:: Listed entries
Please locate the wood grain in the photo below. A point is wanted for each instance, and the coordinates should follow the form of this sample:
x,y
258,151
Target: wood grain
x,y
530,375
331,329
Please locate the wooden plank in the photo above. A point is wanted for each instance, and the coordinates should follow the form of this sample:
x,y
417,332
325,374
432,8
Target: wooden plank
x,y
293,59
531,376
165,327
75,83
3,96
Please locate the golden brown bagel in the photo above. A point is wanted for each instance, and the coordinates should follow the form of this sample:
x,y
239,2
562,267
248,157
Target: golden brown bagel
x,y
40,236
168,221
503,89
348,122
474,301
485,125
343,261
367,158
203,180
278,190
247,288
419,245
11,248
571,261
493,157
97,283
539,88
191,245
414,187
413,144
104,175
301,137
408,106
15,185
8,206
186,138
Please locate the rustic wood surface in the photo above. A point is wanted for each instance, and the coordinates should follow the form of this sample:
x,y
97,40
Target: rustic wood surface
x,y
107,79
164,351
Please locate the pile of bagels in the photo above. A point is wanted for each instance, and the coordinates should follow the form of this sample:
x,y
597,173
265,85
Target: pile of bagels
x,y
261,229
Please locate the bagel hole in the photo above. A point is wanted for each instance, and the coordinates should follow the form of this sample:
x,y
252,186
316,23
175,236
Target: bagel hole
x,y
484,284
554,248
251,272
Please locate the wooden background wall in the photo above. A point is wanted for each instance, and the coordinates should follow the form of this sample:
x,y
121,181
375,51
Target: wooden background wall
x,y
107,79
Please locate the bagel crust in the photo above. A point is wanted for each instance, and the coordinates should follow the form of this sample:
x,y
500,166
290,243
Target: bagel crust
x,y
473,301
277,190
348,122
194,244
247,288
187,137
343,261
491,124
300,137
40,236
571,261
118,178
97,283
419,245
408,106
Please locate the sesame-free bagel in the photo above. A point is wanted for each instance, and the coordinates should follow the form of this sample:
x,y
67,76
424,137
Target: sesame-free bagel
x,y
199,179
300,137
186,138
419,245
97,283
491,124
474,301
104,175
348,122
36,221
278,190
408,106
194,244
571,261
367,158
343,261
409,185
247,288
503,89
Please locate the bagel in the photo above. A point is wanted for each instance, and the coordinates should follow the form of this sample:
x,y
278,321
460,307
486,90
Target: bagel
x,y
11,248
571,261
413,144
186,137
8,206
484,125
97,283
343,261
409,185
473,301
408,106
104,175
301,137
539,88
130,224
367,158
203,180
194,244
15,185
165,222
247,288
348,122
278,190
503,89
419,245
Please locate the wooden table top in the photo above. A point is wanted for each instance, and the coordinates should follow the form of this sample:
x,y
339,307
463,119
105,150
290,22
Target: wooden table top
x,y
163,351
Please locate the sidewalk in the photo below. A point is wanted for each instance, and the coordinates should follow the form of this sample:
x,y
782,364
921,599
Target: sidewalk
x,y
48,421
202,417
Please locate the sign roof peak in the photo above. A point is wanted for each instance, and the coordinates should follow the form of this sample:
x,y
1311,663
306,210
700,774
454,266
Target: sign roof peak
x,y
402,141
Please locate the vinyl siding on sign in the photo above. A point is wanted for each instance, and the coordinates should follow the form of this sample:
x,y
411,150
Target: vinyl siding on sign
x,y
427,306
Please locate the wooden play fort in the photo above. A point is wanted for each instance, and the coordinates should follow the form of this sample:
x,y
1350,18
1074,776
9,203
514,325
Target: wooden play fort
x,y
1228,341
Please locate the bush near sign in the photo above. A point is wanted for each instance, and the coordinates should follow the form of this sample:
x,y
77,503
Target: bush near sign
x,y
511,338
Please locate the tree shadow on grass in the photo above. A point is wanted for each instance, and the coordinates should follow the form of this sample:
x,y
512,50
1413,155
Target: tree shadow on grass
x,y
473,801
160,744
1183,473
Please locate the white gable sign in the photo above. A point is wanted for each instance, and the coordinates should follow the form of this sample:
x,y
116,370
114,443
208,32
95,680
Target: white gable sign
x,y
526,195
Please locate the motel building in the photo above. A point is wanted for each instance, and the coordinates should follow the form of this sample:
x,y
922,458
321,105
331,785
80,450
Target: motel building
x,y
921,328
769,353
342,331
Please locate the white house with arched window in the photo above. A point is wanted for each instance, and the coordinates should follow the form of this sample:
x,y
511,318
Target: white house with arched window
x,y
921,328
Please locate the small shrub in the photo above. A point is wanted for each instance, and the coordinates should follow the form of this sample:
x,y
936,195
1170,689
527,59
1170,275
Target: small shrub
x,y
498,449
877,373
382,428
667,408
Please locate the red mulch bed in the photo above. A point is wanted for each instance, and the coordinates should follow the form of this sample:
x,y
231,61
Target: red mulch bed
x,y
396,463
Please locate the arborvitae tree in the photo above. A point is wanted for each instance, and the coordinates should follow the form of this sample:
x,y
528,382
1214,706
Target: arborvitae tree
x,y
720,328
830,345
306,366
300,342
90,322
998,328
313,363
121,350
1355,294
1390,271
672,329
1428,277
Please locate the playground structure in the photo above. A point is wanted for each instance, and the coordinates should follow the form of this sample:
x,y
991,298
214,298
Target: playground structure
::::
## [Required work]
Only the lines from the one that contains "Please locate the tree" through the last line should be repeated, each exactly as it stands, with both ends included.

## [Output of the exercise]
Please locate the tree shadow on grass in the photo above. A point is wanted for each instance, and the coordinates should follow the form of this sample:
x,y
512,50
1413,155
Target: tree shadow on grass
x,y
473,801
160,744
1183,473
Please locate the white gable sign in the photo above. A point is wanted for each instance, and the coordinates should follow the form of this sample:
x,y
116,370
114,443
208,32
95,680
Target: white gable sign
x,y
526,195
Please locate the motel building in the photo above. A point is wanted for each instance, and the coordinates should follow the form of this sample:
x,y
922,458
321,105
331,785
80,450
Target: motel building
x,y
921,328
769,353
342,331
Please locate the white house with arched window in the photo above. A point is wanted for each instance, and the coordinates should follow the form of this sample:
x,y
511,318
Target: white house with arched window
x,y
921,328
Please locate the small shrub in the photo above. A point is wanted for each instance, and the coordinates should follow the form of this sample:
x,y
936,195
1170,689
527,59
1170,275
Target: small shrub
x,y
498,449
877,373
382,428
667,408
Please locate the red mulch bed in the photo above. A point is wanted for each instance, and the coordinates should follow the form of this sample:
x,y
231,61
Target: red mulch bed
x,y
396,463
Please locate the arborvitae tree in the photo above. A point is wanted for each instance, and the coordinates should follow the form of this sample:
x,y
528,382
1214,706
Target: arborvitae tree
x,y
720,328
830,345
306,366
300,342
90,322
998,328
313,363
121,350
1355,294
1390,271
672,329
1428,277
Please locate the playground structure in the photo above. A point is wanted for each instance, and the coordinates should follow the form of this sample:
x,y
991,298
214,298
Target: playground structure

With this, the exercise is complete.